Jobs:
• A. Answer the following from the essay about the neighborhood "Yard of the Month" signs, marking each answer with the matching numeral:
(i) How many "Yard of the Month" signs does the neighborhood post?
(ii) Which soap opera star does the writer compare themselves to, and what had she never won?
(iii) What do many of the neighbors say they do to see the garden?
• B. Quote everything from "Why then does" down to "pursed lips. Pfffttt." in the essay about the neighborhood "Yard of the Month" signs, word for word.
• C. Write what comes next in the essay about the neighborhood "Yard of the Month" signs, picking up after its final sentence.

Text extract:
start
Why then does it bother me every single month when once again I fail to find one of the neighborhood’s three “Yard of the Month” signs placed in my yard? I tell you, this is mortifying to admit. It’s straight out of the Groucho Marx club. I’ve tried everything I can think of to stop caring, but then the calendar flips to a new month and the signs are posted in a few yards I deem worthy (now there’s a stellar criterion for you!) and a bunch of yards that send rude noises blattering through my pursed lips. Pfffttt.
I feel like that soap opera star, Susan Lucci, who never won an Emmy and never won for so many years her losing became a badge of honor. Now I don’t even know whether they eventually granted her one or not, or how she must really have felt about it the whole time.
All this useless suffering is made especially ironic by the actual neighbors who not only walk by our yard each day, but by so many of them who tell me they go out of their way to come and see what’s going on in the garden. When I tell them I’m glad they enjoy it, I am truly happy for their pleasure, all ego aside.
end
Provided material:
start
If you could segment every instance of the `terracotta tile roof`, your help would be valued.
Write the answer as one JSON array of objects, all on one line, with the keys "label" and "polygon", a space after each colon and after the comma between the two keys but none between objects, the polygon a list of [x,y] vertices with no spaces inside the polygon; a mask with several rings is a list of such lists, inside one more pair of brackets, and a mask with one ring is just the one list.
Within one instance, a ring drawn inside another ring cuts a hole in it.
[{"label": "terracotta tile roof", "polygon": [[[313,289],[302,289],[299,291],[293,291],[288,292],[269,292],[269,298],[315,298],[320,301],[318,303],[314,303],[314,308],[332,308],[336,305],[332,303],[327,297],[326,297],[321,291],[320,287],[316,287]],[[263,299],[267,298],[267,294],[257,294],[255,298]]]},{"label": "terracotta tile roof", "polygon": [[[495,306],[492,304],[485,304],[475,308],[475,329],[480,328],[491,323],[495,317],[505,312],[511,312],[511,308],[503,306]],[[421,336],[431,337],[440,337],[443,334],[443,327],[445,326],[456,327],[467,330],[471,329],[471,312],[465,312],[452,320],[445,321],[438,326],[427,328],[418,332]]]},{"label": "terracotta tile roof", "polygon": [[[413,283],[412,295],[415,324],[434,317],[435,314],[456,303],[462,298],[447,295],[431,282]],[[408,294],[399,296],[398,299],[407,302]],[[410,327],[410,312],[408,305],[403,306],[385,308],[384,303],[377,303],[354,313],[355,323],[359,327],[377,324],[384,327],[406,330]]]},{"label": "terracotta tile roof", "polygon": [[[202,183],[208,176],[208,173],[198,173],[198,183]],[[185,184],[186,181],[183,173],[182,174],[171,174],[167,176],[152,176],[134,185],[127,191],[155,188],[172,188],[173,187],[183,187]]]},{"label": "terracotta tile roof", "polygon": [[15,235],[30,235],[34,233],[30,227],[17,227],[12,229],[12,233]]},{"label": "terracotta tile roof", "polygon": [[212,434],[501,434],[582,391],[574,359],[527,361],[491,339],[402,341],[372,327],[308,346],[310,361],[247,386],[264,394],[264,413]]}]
end
Outputs by task:
• A.
(i) Three.
(ii) Susan Lucci, who never won an Emmy.
(iii) They go out of their way to come and see what's going on in the garden.

• B.
Why then does it bother me every single month when once again I fail to find one of the neighborhood’s three “Yard of the Month” signs placed in my yard? I tell you, this is mortifying to admit. It’s straight out of the Groucho Marx club. I’ve tried everything I can think of to stop caring, but then the calendar flips to a new month and the signs are posted in a few yards I deem worthy (now there’s a stellar criterion for you!) and a bunch of yards that send rude noises blattering through my pursed lips. Pfffttt.

• C.
Such comments invariably come right at a Pfffttt moment, snatching me back from the realm of the ridiculous to the world of the every day, where flowers and people and small occupants of strollers actually matter. To be honest, even when no one walks by, the garden itself is usually sufficient to dissipate my peevish attitude. It is exceedingly good to forget myself.
It is one of the true oddities of human nature, that we can be so distressed by a perceived rejection coming from someone we don’t especially like or want to be with. Should I ever encounter the member of the Human Creature Design Committee who came up with that practical joke of a notion, I will have many unruly things to say to them, you can be sure.
Setting flowers aside for the moment, people all around the neighborhood are invested in the seasonal occupants of our owl house, and that is a very good thing. Last night we came home from dinner and headed out to the yard for some monkey-in-the-middle with Travis. A grandmother came by pushing a stroller with two children more or less sitting in it. She asked when our owls would be back.
They should be back any time, I said, swallowing my fear that the female screech owl was lost last year; not saying a word about how I look out the front room window every morning hardly daring to be hopeful. There were no baby owls last year, and first the female, then the male abandoned the owl house.
I keep praying for them to be back, the grandmother said. I pray for them to come back.
A front garden is a public thing, and people have deep feelings about it. While it’s true that our plants and flowers and shrubs and whatnot are important to me, I like knowing they have a place in other peoples’ affections as well.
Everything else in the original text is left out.